Watts said while the short-term outlook for LNG was “subject to change” as a result of the conflict, production in the medium to long term was still expected to increase as a result of new production coming online.
Forecasts produced by the International Energy Agency late last year suggested global LNG production would increase by about 50% by 2030, he noted.
The IEA predicted about half of that extra production would come from the United States and about 20% from Qatar, with the biggest slice of the remainder coming from Canada.
“There are a wide range of non-Middle East sources for New Zealand to import LNG,” Watts said. Options included the US, Australia, Canada, Malaysia and Indonesia, he said.
New Zealand’s ‘dry year’ problem when hydro inflows were low, along with the domestic gas situation, were “significant issues that require action”, Watts said.
A report released earlier this month by the country’s quasi-regulator, the Gas Industry Company, forecast domestic gas production would drop from 112 petajoules last year to 71 PJ in 2028.
That would leave New Zealand in shorter supply even if its largest gas user, Methanex, dropped out of the market next year, it forecast.
The import facility the Government intends to underwrite would allow up to 12 PJ of LNG to be imported in years when it was needed to balance the gas market.

Recorded information:
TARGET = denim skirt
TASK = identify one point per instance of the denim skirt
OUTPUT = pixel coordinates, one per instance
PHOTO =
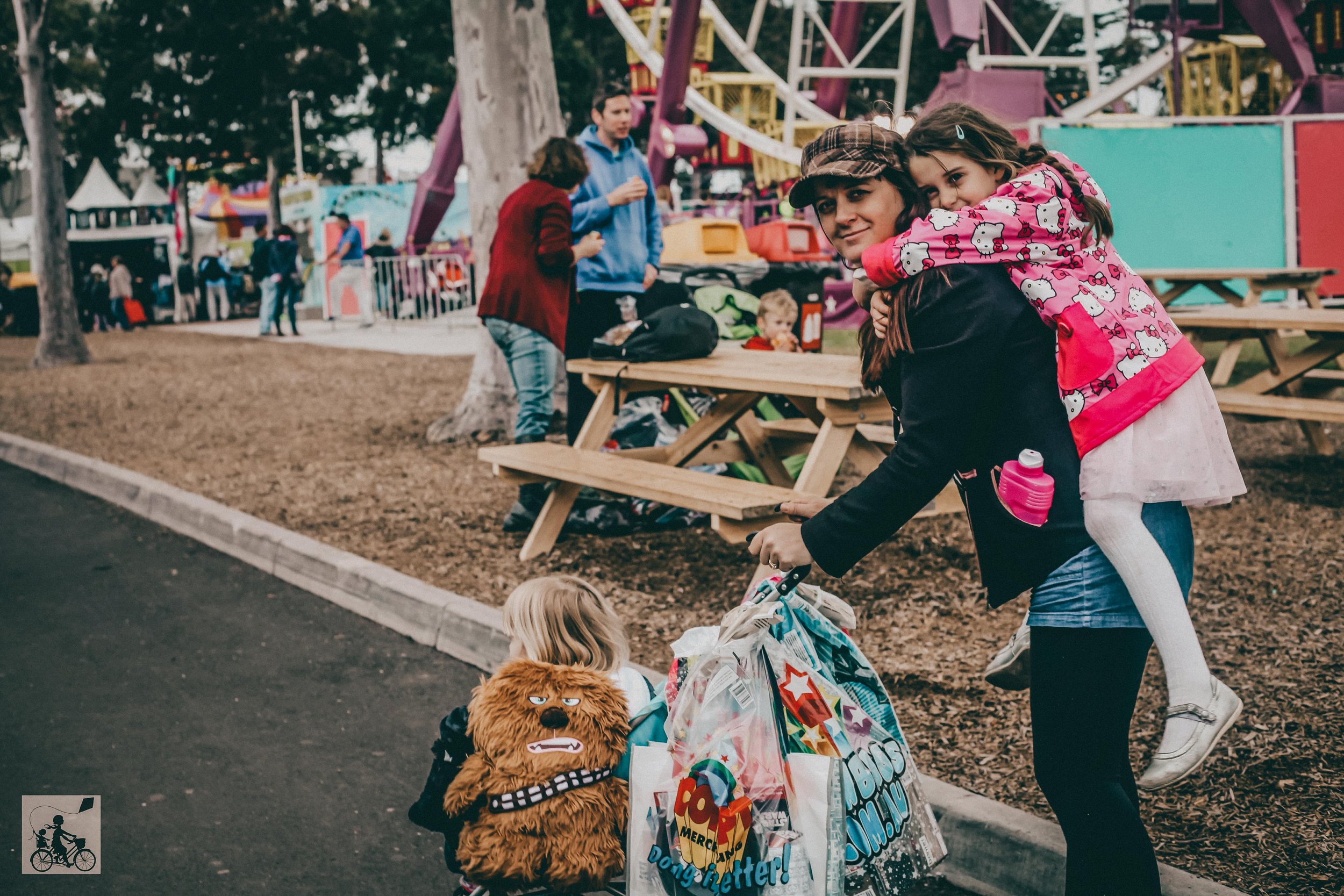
(1086, 591)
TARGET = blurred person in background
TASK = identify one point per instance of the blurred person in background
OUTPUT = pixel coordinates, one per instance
(616, 200)
(382, 249)
(187, 297)
(214, 276)
(350, 256)
(287, 277)
(120, 288)
(95, 302)
(260, 269)
(528, 292)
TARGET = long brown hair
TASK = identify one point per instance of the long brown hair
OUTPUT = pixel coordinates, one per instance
(877, 354)
(560, 163)
(966, 131)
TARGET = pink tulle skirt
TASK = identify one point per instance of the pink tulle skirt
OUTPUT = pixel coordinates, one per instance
(1178, 451)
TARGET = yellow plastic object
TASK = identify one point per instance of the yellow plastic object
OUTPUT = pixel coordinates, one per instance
(703, 34)
(706, 241)
(1234, 76)
(746, 97)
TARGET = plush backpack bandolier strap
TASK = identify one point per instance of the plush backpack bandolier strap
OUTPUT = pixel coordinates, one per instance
(525, 797)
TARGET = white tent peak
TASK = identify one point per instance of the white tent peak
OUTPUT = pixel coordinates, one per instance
(98, 191)
(149, 192)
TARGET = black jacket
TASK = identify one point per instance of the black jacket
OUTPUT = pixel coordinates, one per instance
(979, 388)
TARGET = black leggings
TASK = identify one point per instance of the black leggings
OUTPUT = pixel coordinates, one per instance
(1084, 687)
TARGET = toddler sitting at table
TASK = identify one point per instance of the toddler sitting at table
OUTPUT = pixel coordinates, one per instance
(776, 318)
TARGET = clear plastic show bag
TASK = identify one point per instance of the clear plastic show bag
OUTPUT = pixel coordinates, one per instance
(718, 809)
(834, 704)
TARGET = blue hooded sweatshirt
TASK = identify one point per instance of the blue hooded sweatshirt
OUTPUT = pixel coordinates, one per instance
(633, 233)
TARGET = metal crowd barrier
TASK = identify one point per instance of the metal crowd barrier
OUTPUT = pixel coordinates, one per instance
(397, 288)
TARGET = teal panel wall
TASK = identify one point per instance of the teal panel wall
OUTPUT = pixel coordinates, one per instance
(1187, 197)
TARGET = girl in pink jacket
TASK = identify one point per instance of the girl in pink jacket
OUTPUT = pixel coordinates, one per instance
(1140, 406)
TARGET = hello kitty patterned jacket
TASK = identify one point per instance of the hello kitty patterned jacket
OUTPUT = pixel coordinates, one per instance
(1119, 351)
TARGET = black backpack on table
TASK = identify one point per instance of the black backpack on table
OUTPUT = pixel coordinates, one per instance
(671, 334)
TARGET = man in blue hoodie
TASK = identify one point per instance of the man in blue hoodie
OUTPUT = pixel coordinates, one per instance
(617, 202)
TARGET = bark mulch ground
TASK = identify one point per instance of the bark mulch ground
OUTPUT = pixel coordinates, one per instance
(331, 444)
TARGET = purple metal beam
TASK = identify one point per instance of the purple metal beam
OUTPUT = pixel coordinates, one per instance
(1273, 20)
(956, 23)
(678, 52)
(846, 19)
(434, 190)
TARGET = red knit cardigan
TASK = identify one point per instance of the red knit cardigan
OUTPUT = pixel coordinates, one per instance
(533, 261)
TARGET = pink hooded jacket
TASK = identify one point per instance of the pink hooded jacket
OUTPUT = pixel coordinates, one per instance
(1120, 355)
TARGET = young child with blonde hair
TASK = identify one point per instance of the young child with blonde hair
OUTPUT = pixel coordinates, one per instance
(776, 316)
(566, 621)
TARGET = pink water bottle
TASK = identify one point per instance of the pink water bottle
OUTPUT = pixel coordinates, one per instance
(1026, 489)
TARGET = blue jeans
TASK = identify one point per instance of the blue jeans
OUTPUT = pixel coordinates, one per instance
(1086, 591)
(533, 361)
(269, 291)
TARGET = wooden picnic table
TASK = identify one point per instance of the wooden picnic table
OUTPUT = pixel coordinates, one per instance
(1259, 280)
(1278, 390)
(842, 421)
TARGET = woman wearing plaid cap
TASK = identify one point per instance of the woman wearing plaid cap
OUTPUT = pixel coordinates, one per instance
(969, 369)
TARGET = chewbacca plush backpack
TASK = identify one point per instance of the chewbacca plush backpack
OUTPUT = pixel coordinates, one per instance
(547, 808)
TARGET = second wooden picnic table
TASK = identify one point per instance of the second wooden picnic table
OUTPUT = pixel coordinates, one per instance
(840, 421)
(1278, 390)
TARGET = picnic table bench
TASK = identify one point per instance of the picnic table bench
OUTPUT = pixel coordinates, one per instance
(842, 421)
(1259, 280)
(1278, 390)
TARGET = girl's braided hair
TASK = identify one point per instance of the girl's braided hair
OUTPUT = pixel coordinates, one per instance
(966, 131)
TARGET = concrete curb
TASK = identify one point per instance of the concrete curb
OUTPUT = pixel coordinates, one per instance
(995, 849)
(459, 626)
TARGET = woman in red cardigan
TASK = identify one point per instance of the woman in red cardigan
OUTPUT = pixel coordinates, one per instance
(526, 300)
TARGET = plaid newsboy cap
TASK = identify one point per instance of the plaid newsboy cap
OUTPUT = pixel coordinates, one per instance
(856, 149)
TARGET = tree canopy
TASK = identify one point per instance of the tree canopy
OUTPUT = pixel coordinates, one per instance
(213, 80)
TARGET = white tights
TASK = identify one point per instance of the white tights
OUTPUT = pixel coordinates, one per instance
(1117, 527)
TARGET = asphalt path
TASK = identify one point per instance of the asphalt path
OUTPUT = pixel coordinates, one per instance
(245, 736)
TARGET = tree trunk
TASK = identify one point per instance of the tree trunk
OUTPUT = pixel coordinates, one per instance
(510, 106)
(273, 189)
(61, 340)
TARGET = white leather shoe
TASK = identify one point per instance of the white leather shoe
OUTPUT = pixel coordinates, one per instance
(1167, 769)
(1011, 666)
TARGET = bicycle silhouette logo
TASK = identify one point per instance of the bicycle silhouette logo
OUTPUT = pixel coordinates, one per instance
(65, 835)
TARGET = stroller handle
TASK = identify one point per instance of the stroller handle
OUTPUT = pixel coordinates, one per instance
(793, 577)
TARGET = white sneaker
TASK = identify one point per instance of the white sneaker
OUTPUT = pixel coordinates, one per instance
(1011, 666)
(1174, 766)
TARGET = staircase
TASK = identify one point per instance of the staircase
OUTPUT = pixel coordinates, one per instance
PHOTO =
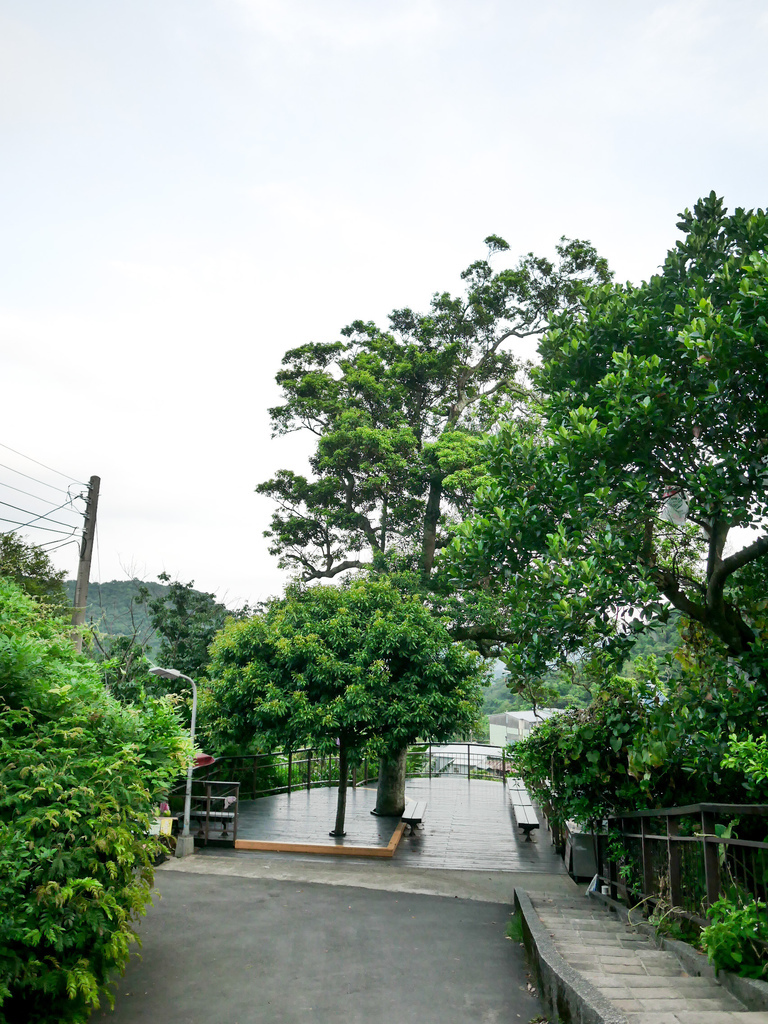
(645, 985)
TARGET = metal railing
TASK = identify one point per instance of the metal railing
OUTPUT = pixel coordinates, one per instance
(266, 774)
(686, 857)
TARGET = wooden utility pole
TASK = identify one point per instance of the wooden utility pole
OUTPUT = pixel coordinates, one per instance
(84, 567)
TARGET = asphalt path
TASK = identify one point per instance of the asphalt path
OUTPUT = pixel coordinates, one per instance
(222, 949)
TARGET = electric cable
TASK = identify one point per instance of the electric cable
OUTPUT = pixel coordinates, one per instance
(20, 525)
(67, 476)
(36, 480)
(38, 498)
(44, 515)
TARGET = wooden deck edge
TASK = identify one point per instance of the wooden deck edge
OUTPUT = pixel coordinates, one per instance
(335, 851)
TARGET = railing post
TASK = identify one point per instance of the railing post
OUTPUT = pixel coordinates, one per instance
(712, 859)
(674, 860)
(647, 866)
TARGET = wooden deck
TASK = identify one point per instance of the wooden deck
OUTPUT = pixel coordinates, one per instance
(468, 826)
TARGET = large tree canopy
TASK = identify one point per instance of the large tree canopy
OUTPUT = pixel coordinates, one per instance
(649, 452)
(397, 414)
(358, 668)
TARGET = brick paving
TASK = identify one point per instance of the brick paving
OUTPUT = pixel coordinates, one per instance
(646, 984)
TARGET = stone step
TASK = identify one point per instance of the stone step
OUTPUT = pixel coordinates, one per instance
(699, 1017)
(647, 985)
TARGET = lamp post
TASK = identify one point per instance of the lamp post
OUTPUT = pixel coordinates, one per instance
(185, 842)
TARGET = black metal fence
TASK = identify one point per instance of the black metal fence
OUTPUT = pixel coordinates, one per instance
(686, 857)
(265, 774)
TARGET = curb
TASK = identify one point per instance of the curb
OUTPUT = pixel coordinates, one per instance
(567, 996)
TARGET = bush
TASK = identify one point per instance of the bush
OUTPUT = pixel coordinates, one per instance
(737, 938)
(80, 775)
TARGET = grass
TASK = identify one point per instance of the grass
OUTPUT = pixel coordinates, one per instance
(514, 928)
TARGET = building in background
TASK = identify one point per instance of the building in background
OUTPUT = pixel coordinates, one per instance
(512, 726)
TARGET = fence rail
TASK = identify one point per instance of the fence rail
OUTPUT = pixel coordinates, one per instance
(266, 774)
(686, 856)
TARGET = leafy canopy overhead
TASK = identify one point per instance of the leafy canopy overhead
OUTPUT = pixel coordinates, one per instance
(397, 413)
(359, 664)
(648, 392)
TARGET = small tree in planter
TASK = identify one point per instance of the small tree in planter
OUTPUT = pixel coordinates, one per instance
(349, 670)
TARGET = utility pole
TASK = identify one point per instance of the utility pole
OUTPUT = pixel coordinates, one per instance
(84, 567)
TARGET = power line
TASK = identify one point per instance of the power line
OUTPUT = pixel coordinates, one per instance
(42, 515)
(35, 479)
(67, 476)
(20, 525)
(55, 545)
(38, 498)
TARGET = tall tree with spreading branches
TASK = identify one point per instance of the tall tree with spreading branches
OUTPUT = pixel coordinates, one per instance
(649, 453)
(397, 415)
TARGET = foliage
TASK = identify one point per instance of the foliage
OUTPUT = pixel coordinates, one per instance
(31, 568)
(359, 663)
(397, 415)
(186, 621)
(577, 762)
(112, 608)
(750, 755)
(647, 393)
(80, 775)
(737, 938)
(514, 928)
(643, 742)
(359, 668)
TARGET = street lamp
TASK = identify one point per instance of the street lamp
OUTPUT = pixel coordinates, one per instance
(185, 842)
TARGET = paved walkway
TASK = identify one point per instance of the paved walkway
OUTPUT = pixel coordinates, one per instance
(233, 950)
(243, 937)
(645, 984)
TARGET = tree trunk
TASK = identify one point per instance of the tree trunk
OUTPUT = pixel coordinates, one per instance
(431, 518)
(390, 795)
(341, 804)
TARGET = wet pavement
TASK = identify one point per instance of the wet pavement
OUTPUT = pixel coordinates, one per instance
(233, 950)
(468, 825)
(242, 937)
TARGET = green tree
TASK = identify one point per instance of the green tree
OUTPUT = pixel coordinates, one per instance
(397, 415)
(185, 621)
(357, 668)
(647, 393)
(31, 568)
(79, 776)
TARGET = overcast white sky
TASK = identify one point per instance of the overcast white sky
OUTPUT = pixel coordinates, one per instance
(189, 187)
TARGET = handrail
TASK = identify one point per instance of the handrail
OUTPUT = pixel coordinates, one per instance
(649, 866)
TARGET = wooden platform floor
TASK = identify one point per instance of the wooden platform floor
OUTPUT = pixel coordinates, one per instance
(468, 825)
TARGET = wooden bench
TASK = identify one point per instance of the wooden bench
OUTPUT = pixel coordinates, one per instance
(523, 811)
(414, 813)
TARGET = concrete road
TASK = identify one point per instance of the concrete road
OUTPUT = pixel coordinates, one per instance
(236, 950)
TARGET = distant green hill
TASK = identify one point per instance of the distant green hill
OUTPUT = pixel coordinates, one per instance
(111, 606)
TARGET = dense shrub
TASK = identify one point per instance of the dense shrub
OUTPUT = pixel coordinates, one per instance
(643, 742)
(79, 776)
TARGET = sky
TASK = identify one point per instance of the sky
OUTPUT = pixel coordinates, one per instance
(188, 188)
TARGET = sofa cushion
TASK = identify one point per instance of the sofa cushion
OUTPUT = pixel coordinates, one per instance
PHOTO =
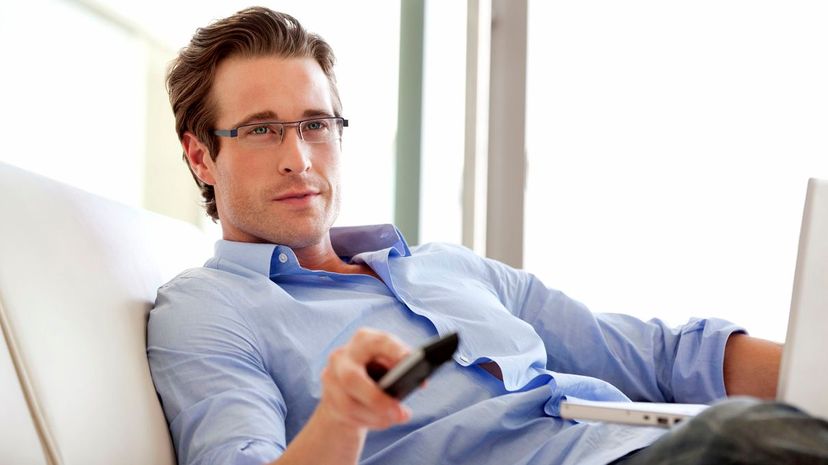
(78, 276)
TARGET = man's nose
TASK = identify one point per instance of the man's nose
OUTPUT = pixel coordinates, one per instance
(294, 156)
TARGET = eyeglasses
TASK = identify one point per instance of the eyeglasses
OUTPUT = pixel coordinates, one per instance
(268, 134)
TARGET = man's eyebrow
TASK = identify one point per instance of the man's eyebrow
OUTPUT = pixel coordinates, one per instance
(273, 116)
(258, 116)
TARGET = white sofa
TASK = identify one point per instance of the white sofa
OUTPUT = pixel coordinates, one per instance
(78, 275)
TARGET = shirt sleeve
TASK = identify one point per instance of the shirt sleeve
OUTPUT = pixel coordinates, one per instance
(646, 360)
(221, 404)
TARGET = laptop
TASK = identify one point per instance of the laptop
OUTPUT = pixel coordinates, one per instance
(802, 376)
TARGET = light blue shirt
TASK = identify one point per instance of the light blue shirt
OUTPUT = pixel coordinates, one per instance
(236, 349)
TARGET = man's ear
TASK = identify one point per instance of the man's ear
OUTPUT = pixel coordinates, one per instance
(199, 158)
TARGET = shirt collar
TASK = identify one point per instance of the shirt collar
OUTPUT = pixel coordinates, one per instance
(274, 259)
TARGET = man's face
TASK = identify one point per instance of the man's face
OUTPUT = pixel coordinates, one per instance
(286, 194)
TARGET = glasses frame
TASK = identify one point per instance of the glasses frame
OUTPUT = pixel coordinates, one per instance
(234, 132)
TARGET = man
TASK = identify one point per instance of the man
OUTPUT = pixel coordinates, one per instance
(261, 355)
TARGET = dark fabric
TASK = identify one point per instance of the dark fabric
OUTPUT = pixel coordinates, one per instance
(741, 431)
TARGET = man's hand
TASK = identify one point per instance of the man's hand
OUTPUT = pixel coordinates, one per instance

Task instructions:
1. List the countries that Watts named in the LNG supply article as options for New Zealand to import LNG.
2. Pick up the LNG supply article after its last sentence and write what comes next.

Answer set:
1. The United States, Australia, Canada, Malaysia and Indonesia.

2.
LNG importation remained “the best solution available” to mitigate the country’s dry year problem, when it didn’t have sufficient domestic gas to make electricity, Watts said.
Without imported LNG the price of domestic gas could cause “significant economic destruction”, he said.
“The counterfactual to LNG is not ‘continuing as we are’.”
Labour energy spokesperson Megan Woods said LNG was “always incredibly risky for New Zealand”.
“It has huge potential to actually drive up our energy costs and that’s only been brought into sharper relief by the last three weeks,” she said.
“We can see that LNG isn’t any security panacea, it has huge risks around it, and one of the things that the Government has to come clean on is their plan is not just to use it as an ‘insurance’ product,” she said.